* Annotation records *
* BEGIN *

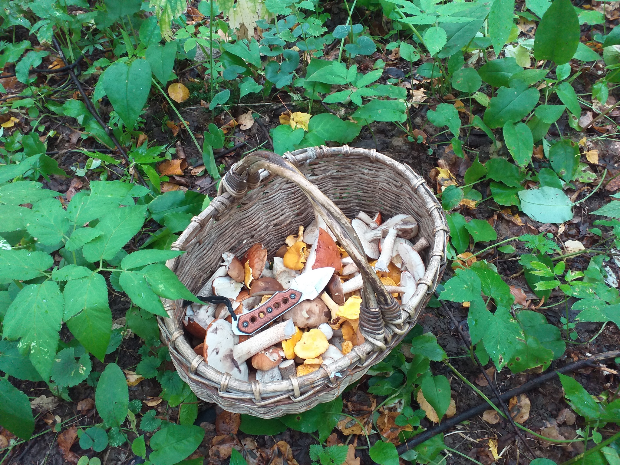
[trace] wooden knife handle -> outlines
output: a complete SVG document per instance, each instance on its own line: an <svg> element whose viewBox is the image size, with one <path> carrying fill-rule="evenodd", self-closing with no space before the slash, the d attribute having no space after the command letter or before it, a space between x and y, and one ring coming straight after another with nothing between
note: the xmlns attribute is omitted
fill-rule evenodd
<svg viewBox="0 0 620 465"><path fill-rule="evenodd" d="M239 330L252 334L290 310L300 302L301 298L301 293L292 289L277 292L262 305L237 317Z"/></svg>

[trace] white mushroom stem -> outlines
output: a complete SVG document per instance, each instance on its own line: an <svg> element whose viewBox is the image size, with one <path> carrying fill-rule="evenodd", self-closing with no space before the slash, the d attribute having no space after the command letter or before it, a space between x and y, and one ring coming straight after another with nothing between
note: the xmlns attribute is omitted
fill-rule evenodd
<svg viewBox="0 0 620 465"><path fill-rule="evenodd" d="M334 302L326 292L324 292L321 294L321 299L323 301L323 303L327 306L327 308L332 312L332 319L333 320L336 317L336 312L338 311L338 309L339 308L338 304Z"/></svg>
<svg viewBox="0 0 620 465"><path fill-rule="evenodd" d="M232 350L234 358L241 363L261 350L292 337L294 334L293 320L283 321L236 345Z"/></svg>
<svg viewBox="0 0 620 465"><path fill-rule="evenodd" d="M262 383L268 381L279 381L282 379L282 375L280 372L280 369L277 366L274 366L271 370L256 370L256 381Z"/></svg>
<svg viewBox="0 0 620 465"><path fill-rule="evenodd" d="M407 270L415 278L417 282L426 273L426 267L420 254L406 244L398 244L398 254L402 259Z"/></svg>
<svg viewBox="0 0 620 465"><path fill-rule="evenodd" d="M213 285L213 281L217 278L221 278L223 276L226 276L228 274L226 267L220 267L217 270L215 270L215 273L209 278L209 280L207 281L205 285L202 286L202 289L198 291L198 294L196 295L200 297L210 297L213 295L213 290L212 286Z"/></svg>
<svg viewBox="0 0 620 465"><path fill-rule="evenodd" d="M356 216L355 218L356 218L358 219L361 219L365 223L368 224L368 226L370 226L371 229L376 229L377 227L376 223L375 223L374 228L372 228L372 226L370 226L371 223L374 223L374 221L373 221L373 219L370 218L370 216L365 213L363 211L360 211L359 213L358 213L357 216Z"/></svg>
<svg viewBox="0 0 620 465"><path fill-rule="evenodd" d="M375 231L378 231L375 229ZM394 243L396 240L396 234L398 231L393 228L388 230L388 236L386 236L385 241L381 246L381 254L379 255L379 259L374 265L374 269L379 271L388 272L389 269L388 265L389 265L392 260L392 252L394 250Z"/></svg>
<svg viewBox="0 0 620 465"><path fill-rule="evenodd" d="M358 291L364 286L364 281L361 280L361 275L356 275L348 281L342 283L342 292L348 294L353 291Z"/></svg>

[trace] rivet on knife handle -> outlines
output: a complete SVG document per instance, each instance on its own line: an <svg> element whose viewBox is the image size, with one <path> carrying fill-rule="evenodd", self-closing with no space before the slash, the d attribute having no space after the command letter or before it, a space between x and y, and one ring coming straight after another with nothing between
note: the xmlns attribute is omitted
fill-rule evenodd
<svg viewBox="0 0 620 465"><path fill-rule="evenodd" d="M292 289L277 292L260 306L239 316L239 331L252 334L299 303L301 297L301 292Z"/></svg>

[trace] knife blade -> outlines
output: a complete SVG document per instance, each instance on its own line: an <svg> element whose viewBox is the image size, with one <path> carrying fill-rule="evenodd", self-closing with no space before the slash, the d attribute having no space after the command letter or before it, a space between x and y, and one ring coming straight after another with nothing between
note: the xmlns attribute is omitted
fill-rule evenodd
<svg viewBox="0 0 620 465"><path fill-rule="evenodd" d="M253 334L299 302L316 298L327 285L334 271L331 267L325 267L299 275L291 281L288 289L275 293L265 303L239 315L236 321L232 321L232 332L239 335Z"/></svg>

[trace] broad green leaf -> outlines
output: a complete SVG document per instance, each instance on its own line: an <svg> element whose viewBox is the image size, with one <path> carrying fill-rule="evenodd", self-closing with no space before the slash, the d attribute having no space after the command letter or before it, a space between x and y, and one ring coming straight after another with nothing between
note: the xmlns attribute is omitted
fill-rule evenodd
<svg viewBox="0 0 620 465"><path fill-rule="evenodd" d="M106 425L118 427L127 416L128 404L129 389L125 374L116 363L108 363L95 391L97 412Z"/></svg>
<svg viewBox="0 0 620 465"><path fill-rule="evenodd" d="M523 213L541 223L559 223L572 219L570 199L555 187L521 190L518 193Z"/></svg>
<svg viewBox="0 0 620 465"><path fill-rule="evenodd" d="M556 93L569 111L578 118L581 115L581 107L573 86L565 81L556 87Z"/></svg>
<svg viewBox="0 0 620 465"><path fill-rule="evenodd" d="M538 91L523 84L515 87L500 87L484 112L484 123L493 129L503 126L508 121L519 122L534 109L538 97Z"/></svg>
<svg viewBox="0 0 620 465"><path fill-rule="evenodd" d="M134 205L108 213L94 228L103 234L82 249L84 258L89 262L113 258L142 228L146 213L146 205Z"/></svg>
<svg viewBox="0 0 620 465"><path fill-rule="evenodd" d="M43 276L43 272L53 264L54 259L43 252L0 249L0 282L27 281Z"/></svg>
<svg viewBox="0 0 620 465"><path fill-rule="evenodd" d="M514 10L515 0L495 0L491 5L489 13L489 32L495 55L498 56L502 47L508 41L514 25L512 20Z"/></svg>
<svg viewBox="0 0 620 465"><path fill-rule="evenodd" d="M157 81L166 86L170 78L177 56L177 42L172 40L165 45L153 43L144 51L144 58L151 66Z"/></svg>
<svg viewBox="0 0 620 465"><path fill-rule="evenodd" d="M91 356L87 352L76 361L75 350L68 347L56 354L51 366L51 379L59 386L73 388L86 379L92 368Z"/></svg>
<svg viewBox="0 0 620 465"><path fill-rule="evenodd" d="M80 343L103 361L112 330L112 314L107 306L87 307L66 322Z"/></svg>
<svg viewBox="0 0 620 465"><path fill-rule="evenodd" d="M61 195L50 189L42 189L43 184L33 181L15 181L0 187L0 203L21 205L35 204L45 198Z"/></svg>
<svg viewBox="0 0 620 465"><path fill-rule="evenodd" d="M459 130L461 128L461 118L459 112L453 105L450 104L440 104L435 111L429 110L427 117L432 124L438 128L447 126L454 137L459 136Z"/></svg>
<svg viewBox="0 0 620 465"><path fill-rule="evenodd" d="M430 404L441 420L450 406L450 383L443 374L425 376L422 383L424 399Z"/></svg>
<svg viewBox="0 0 620 465"><path fill-rule="evenodd" d="M20 353L18 342L0 340L0 370L18 379L43 381L28 355Z"/></svg>
<svg viewBox="0 0 620 465"><path fill-rule="evenodd" d="M379 440L368 450L370 458L374 463L379 465L398 465L398 452L396 446L392 443L384 442Z"/></svg>
<svg viewBox="0 0 620 465"><path fill-rule="evenodd" d="M580 27L570 0L555 0L536 27L534 57L551 60L556 64L568 63L577 50Z"/></svg>
<svg viewBox="0 0 620 465"><path fill-rule="evenodd" d="M519 166L525 167L532 159L534 141L532 131L525 123L508 121L503 126L504 142L513 159Z"/></svg>
<svg viewBox="0 0 620 465"><path fill-rule="evenodd" d="M30 361L43 379L50 378L63 308L58 285L46 281L24 286L4 317L2 335L12 340L21 338L20 352L30 352Z"/></svg>
<svg viewBox="0 0 620 465"><path fill-rule="evenodd" d="M48 198L33 207L26 229L38 242L53 246L62 241L70 226L60 202L55 198Z"/></svg>
<svg viewBox="0 0 620 465"><path fill-rule="evenodd" d="M64 319L68 320L85 308L107 309L108 288L105 278L99 273L86 278L67 281L64 296Z"/></svg>
<svg viewBox="0 0 620 465"><path fill-rule="evenodd" d="M566 182L575 177L579 166L579 147L570 139L562 139L549 149L551 167Z"/></svg>
<svg viewBox="0 0 620 465"><path fill-rule="evenodd" d="M525 176L519 172L519 169L503 158L492 158L484 165L487 175L494 181L507 185L520 187Z"/></svg>
<svg viewBox="0 0 620 465"><path fill-rule="evenodd" d="M482 79L472 68L461 68L454 71L452 75L452 87L466 94L473 94L482 85Z"/></svg>
<svg viewBox="0 0 620 465"><path fill-rule="evenodd" d="M437 343L437 338L430 332L412 339L411 353L422 355L433 361L441 361L447 356L441 347Z"/></svg>
<svg viewBox="0 0 620 465"><path fill-rule="evenodd" d="M422 38L432 56L441 50L448 41L446 31L440 26L429 27L424 32Z"/></svg>
<svg viewBox="0 0 620 465"><path fill-rule="evenodd" d="M534 114L542 122L552 124L560 119L565 108L564 105L539 105Z"/></svg>
<svg viewBox="0 0 620 465"><path fill-rule="evenodd" d="M465 228L467 224L465 217L461 213L450 213L446 215L446 220L450 228L450 242L457 253L463 254L469 246L469 233Z"/></svg>
<svg viewBox="0 0 620 465"><path fill-rule="evenodd" d="M0 425L25 441L35 429L28 396L4 378L0 378Z"/></svg>
<svg viewBox="0 0 620 465"><path fill-rule="evenodd" d="M482 81L495 87L510 86L510 78L517 73L523 71L523 68L516 64L513 57L507 57L498 60L492 60L486 64L480 66L478 74Z"/></svg>
<svg viewBox="0 0 620 465"><path fill-rule="evenodd" d="M133 129L151 90L151 65L139 58L131 64L115 61L104 73L105 94L114 110Z"/></svg>
<svg viewBox="0 0 620 465"><path fill-rule="evenodd" d="M378 71L383 72L383 70ZM309 131L316 133L324 140L341 144L351 142L360 135L361 129L361 125L343 121L330 113L321 113L314 116L308 123Z"/></svg>
<svg viewBox="0 0 620 465"><path fill-rule="evenodd" d="M439 298L451 302L469 302L480 297L482 288L480 278L474 272L459 268L444 285Z"/></svg>
<svg viewBox="0 0 620 465"><path fill-rule="evenodd" d="M120 266L123 270L131 270L158 262L165 262L183 254L182 250L138 250L130 254L121 260Z"/></svg>
<svg viewBox="0 0 620 465"><path fill-rule="evenodd" d="M188 457L200 445L205 430L193 425L169 425L151 438L153 465L173 465Z"/></svg>
<svg viewBox="0 0 620 465"><path fill-rule="evenodd" d="M472 219L465 225L465 228L474 238L474 242L497 240L497 233L489 222L484 219Z"/></svg>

* END *

* What you have to do *
Can you copy the records word for word, from the start through the line containing "330L252 334L290 310L300", both ends included, and leave the pictures out of your answer?

* The result *
[trace] wooden knife handle -> outlines
output: a complete SVG document per instance, each instance on its own line: an <svg> element whose viewBox is the image size, with one <path> carrying fill-rule="evenodd", self-closing with no space before the slash, the d attribute having no space after the command letter or before it, a space between x and y, and one ring coming straight after another with nothing between
note: the xmlns attribute is omitted
fill-rule evenodd
<svg viewBox="0 0 620 465"><path fill-rule="evenodd" d="M239 330L252 334L290 310L300 302L301 298L301 293L292 289L277 292L262 305L237 317Z"/></svg>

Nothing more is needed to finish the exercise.